- What this task involves -
Copy everything from "Target: wooden side table" down to the end of the material below, swapping "carpet" for "rug" and keeping all else the same. Leave the pictures out of your answer.

======== Listing

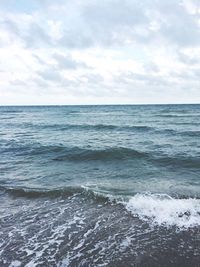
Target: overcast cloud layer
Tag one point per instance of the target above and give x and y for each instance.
(99, 52)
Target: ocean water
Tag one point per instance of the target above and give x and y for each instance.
(100, 186)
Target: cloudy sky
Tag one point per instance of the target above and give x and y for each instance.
(99, 51)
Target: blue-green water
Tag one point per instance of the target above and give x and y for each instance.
(85, 183)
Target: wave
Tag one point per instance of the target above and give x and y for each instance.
(83, 127)
(54, 193)
(114, 153)
(155, 209)
(163, 210)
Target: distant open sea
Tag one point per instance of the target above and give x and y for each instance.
(100, 186)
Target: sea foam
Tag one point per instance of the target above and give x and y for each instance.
(161, 209)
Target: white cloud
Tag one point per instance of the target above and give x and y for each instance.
(110, 51)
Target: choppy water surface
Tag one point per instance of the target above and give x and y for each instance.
(100, 186)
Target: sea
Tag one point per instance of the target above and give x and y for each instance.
(91, 186)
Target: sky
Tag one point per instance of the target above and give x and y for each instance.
(99, 52)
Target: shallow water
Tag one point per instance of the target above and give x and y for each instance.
(100, 186)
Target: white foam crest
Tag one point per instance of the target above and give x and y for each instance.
(162, 209)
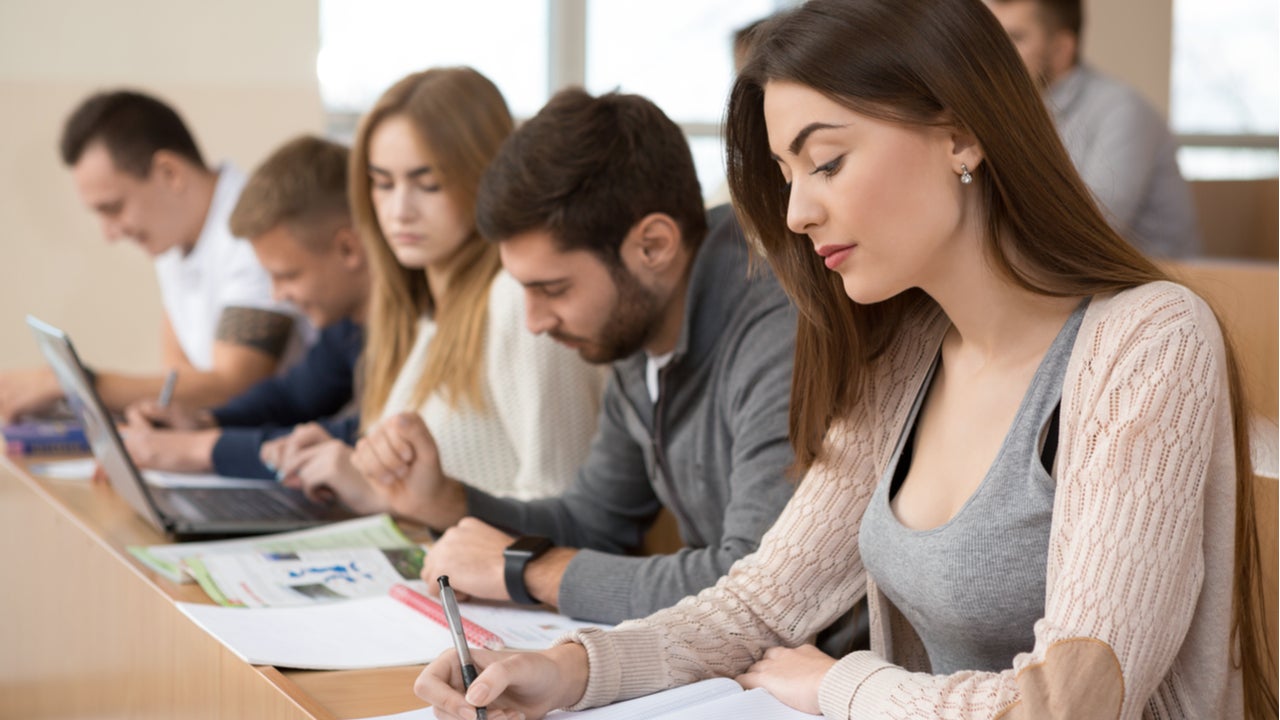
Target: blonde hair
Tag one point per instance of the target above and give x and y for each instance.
(461, 119)
(304, 183)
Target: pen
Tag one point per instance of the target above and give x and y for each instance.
(460, 641)
(167, 391)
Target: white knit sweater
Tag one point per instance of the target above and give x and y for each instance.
(540, 404)
(1138, 598)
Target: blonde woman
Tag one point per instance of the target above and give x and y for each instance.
(511, 411)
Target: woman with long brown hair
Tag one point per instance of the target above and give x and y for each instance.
(446, 336)
(1022, 443)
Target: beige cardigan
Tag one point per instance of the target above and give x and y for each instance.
(1138, 597)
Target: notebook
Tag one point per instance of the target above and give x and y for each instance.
(182, 513)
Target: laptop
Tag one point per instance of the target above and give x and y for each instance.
(182, 513)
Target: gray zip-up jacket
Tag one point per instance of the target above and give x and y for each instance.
(714, 449)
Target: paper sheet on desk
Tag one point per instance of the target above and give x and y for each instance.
(373, 531)
(64, 469)
(161, 479)
(717, 697)
(351, 634)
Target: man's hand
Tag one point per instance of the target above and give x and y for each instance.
(324, 470)
(470, 554)
(282, 454)
(792, 675)
(27, 391)
(176, 417)
(402, 464)
(179, 451)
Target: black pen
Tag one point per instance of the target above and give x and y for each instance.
(460, 638)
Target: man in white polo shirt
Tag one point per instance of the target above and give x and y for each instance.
(137, 167)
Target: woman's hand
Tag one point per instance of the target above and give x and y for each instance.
(511, 684)
(791, 675)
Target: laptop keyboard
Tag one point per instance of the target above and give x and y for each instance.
(243, 504)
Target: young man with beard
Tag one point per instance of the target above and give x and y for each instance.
(598, 213)
(1120, 145)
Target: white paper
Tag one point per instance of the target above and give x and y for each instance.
(304, 577)
(348, 634)
(375, 632)
(522, 628)
(161, 479)
(373, 531)
(64, 469)
(718, 697)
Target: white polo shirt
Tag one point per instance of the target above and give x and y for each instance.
(219, 272)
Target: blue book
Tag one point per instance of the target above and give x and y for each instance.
(45, 437)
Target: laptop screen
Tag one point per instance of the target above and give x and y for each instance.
(99, 427)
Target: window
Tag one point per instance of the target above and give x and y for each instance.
(1225, 101)
(677, 53)
(368, 45)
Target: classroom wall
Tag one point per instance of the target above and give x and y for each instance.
(1132, 41)
(241, 72)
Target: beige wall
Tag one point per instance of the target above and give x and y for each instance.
(1132, 40)
(241, 72)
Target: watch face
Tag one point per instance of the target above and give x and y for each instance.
(529, 545)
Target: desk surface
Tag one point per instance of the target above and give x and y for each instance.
(91, 632)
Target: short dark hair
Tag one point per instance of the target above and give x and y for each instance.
(586, 169)
(1057, 14)
(304, 183)
(132, 126)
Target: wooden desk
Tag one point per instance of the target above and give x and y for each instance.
(88, 632)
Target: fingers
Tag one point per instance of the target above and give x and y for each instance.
(391, 452)
(440, 684)
(380, 460)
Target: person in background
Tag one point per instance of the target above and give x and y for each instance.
(137, 167)
(446, 345)
(1120, 145)
(595, 208)
(1023, 443)
(295, 213)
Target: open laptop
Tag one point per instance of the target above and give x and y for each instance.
(183, 513)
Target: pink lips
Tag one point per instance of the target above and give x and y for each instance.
(833, 255)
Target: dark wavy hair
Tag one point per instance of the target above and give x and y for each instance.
(946, 63)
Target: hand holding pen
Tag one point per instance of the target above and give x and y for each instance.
(460, 641)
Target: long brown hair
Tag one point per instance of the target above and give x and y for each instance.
(946, 63)
(461, 118)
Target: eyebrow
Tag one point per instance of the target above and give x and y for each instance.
(803, 136)
(414, 173)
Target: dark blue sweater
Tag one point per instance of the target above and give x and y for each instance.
(319, 386)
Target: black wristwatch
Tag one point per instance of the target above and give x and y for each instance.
(516, 557)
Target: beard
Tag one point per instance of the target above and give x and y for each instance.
(630, 323)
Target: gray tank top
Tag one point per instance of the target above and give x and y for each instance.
(974, 587)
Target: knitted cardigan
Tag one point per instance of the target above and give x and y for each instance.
(1138, 596)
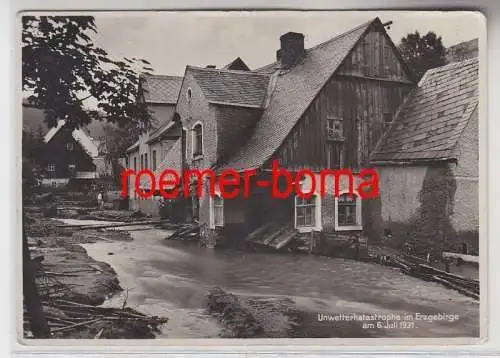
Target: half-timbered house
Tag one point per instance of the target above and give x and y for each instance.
(321, 108)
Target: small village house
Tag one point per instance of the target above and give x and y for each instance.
(154, 145)
(71, 157)
(323, 107)
(339, 104)
(428, 164)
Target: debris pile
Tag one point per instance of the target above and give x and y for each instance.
(67, 317)
(423, 271)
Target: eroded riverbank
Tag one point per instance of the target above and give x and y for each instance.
(72, 285)
(173, 279)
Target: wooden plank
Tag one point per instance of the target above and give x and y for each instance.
(464, 257)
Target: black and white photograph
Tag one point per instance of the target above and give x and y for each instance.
(251, 175)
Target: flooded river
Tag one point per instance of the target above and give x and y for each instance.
(172, 278)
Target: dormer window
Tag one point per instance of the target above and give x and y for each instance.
(197, 139)
(335, 128)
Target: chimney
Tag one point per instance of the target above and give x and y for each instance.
(292, 47)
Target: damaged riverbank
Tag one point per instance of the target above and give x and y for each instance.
(72, 285)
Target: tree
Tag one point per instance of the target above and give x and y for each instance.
(422, 53)
(62, 69)
(118, 139)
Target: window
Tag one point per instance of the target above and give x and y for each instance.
(348, 212)
(308, 213)
(217, 211)
(334, 128)
(197, 140)
(334, 155)
(183, 143)
(295, 139)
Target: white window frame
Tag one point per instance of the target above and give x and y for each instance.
(331, 132)
(212, 210)
(318, 226)
(193, 136)
(359, 222)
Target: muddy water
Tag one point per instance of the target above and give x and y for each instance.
(171, 278)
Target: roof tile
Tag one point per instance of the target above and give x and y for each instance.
(430, 122)
(242, 88)
(293, 91)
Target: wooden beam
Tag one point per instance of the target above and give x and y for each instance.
(467, 258)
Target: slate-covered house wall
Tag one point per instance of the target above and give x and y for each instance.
(428, 166)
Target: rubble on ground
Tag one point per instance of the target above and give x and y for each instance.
(71, 284)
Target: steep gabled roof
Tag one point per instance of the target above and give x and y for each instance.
(159, 133)
(238, 88)
(237, 64)
(88, 144)
(293, 92)
(160, 89)
(433, 117)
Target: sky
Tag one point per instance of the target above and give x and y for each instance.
(172, 40)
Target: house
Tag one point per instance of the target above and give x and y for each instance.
(462, 51)
(323, 107)
(428, 164)
(71, 157)
(152, 148)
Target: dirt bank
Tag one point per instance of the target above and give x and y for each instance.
(66, 272)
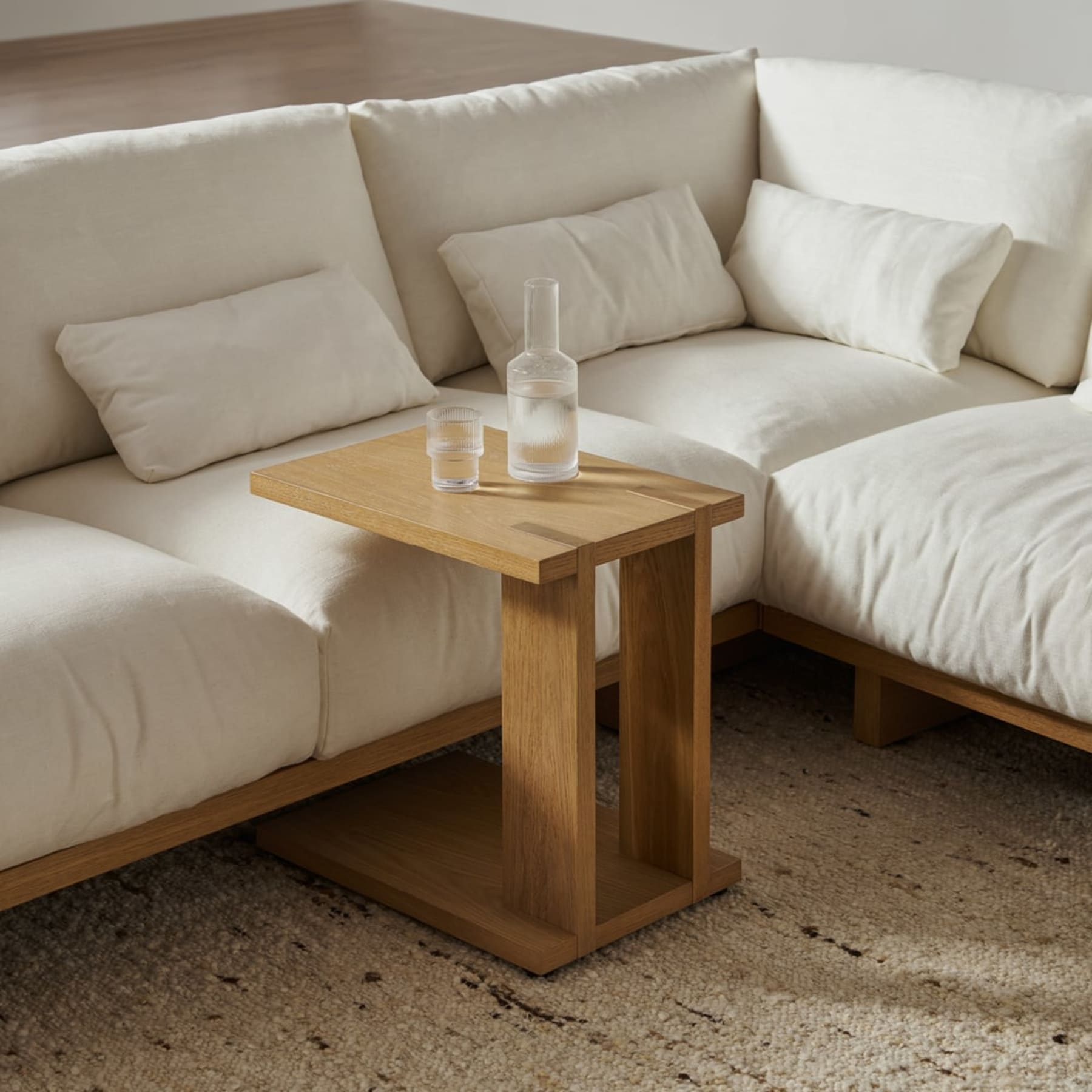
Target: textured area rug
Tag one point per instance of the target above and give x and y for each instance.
(915, 917)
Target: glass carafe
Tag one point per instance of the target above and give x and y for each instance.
(542, 394)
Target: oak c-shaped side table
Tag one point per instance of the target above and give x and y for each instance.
(519, 860)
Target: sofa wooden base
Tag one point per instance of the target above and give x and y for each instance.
(427, 841)
(885, 711)
(278, 790)
(889, 678)
(296, 783)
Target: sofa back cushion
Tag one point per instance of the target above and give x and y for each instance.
(109, 225)
(955, 149)
(573, 144)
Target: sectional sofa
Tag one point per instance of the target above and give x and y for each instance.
(180, 655)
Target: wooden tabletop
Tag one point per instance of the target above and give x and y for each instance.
(525, 531)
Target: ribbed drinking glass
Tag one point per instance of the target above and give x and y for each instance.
(456, 446)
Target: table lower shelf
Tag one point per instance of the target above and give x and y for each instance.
(427, 841)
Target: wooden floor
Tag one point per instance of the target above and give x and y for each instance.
(343, 53)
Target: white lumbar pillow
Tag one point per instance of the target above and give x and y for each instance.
(180, 389)
(874, 278)
(640, 271)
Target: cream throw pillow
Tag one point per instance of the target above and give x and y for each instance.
(640, 271)
(180, 389)
(873, 278)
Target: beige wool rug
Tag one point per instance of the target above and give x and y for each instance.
(915, 917)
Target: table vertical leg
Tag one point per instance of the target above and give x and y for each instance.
(548, 734)
(666, 706)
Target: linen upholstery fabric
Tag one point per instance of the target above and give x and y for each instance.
(468, 163)
(132, 685)
(109, 225)
(775, 399)
(404, 635)
(955, 149)
(185, 388)
(960, 543)
(874, 278)
(639, 271)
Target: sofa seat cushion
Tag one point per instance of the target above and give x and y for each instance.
(775, 399)
(959, 543)
(404, 635)
(132, 685)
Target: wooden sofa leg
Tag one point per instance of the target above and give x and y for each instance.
(885, 711)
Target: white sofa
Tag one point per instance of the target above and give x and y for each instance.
(164, 644)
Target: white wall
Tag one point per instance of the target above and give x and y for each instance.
(1042, 43)
(33, 19)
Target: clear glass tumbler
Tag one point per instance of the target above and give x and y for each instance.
(542, 394)
(454, 443)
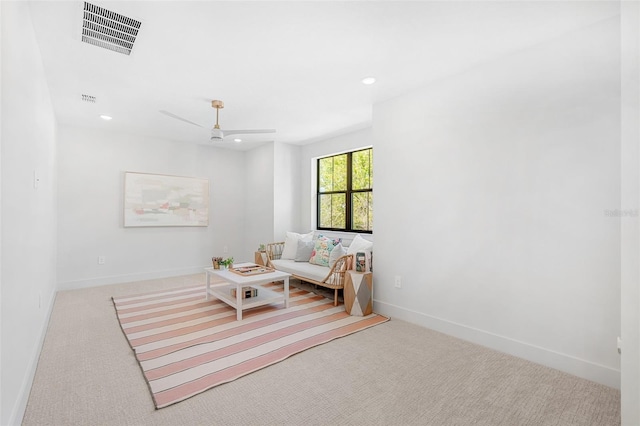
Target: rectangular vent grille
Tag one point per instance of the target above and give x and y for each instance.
(109, 30)
(89, 98)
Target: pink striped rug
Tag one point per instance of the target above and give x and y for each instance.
(186, 345)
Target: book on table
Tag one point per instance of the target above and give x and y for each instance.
(247, 292)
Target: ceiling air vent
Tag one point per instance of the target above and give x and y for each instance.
(89, 98)
(107, 29)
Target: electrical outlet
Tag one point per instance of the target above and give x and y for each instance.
(398, 282)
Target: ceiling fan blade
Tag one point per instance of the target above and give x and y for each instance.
(248, 132)
(169, 114)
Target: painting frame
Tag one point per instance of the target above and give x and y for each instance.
(159, 200)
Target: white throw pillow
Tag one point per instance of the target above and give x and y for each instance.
(337, 252)
(291, 244)
(303, 254)
(359, 244)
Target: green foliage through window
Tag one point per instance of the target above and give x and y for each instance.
(345, 191)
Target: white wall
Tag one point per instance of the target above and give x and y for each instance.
(491, 192)
(286, 182)
(630, 156)
(308, 156)
(28, 214)
(91, 180)
(259, 201)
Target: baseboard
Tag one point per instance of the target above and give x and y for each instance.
(17, 414)
(118, 279)
(563, 362)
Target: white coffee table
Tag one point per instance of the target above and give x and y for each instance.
(265, 296)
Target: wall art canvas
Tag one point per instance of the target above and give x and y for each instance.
(163, 200)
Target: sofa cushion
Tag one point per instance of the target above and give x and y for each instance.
(303, 269)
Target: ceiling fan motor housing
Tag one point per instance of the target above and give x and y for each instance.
(216, 135)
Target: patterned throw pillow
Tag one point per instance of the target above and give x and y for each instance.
(322, 250)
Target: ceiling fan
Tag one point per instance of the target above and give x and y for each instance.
(217, 134)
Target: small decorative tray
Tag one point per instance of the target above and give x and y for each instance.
(251, 270)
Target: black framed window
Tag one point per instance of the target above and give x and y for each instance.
(345, 192)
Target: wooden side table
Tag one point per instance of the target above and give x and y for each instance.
(260, 258)
(358, 293)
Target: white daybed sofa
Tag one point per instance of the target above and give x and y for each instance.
(283, 256)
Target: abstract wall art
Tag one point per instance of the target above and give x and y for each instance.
(164, 200)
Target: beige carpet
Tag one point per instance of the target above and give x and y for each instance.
(392, 374)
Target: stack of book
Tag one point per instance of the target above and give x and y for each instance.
(247, 292)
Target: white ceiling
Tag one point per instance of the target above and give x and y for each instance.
(292, 66)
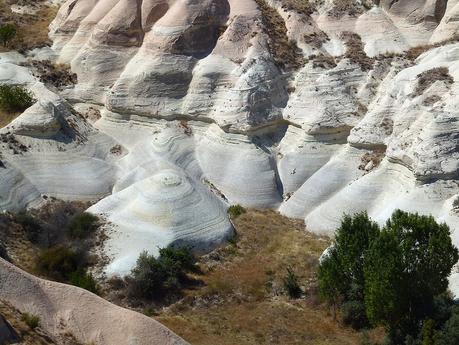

================

- In response -
Target: wooden side table
Tag one point per instance of the target above and give x and y for each instance.
(260, 258)
(358, 293)
Target: white daybed sofa
Tag one point per instance of the target above and give x and y for each instance.
(283, 256)
Target: abstract wall art
Tag one point per instance of the target above and give x and y for each instance.
(164, 200)
Target: beige rug
Tag one point per instance of the target above and give x and y for each instance.
(392, 374)
Target: stack of book
Tag one point per instance of the target above and give x and y for each instance.
(247, 292)
Target: white ceiling
Tag one point per instance of the target above and give x and y for each instance.
(292, 66)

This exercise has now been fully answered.